■ **The exercise**
Please write out every row below verbatim, leaving the pictures out.
#### Entries supplied ####
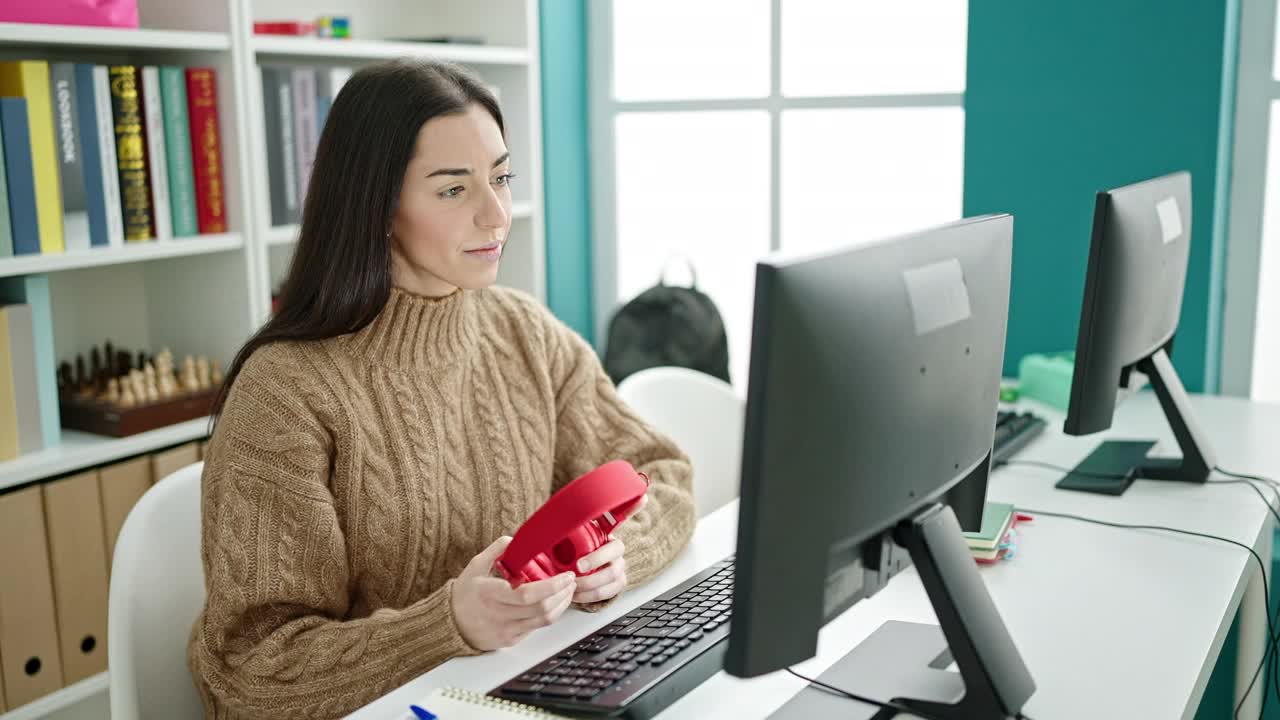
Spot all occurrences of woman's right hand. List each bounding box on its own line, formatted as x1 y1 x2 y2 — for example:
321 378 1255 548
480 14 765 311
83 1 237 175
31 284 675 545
451 536 577 651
####
■ **Task response**
Spot all occurrences of woman's right hand. List each bounding box on its own line, formatted as x1 y1 x2 y2 — for example:
321 378 1255 548
480 14 765 311
83 1 237 175
31 284 675 545
451 536 577 651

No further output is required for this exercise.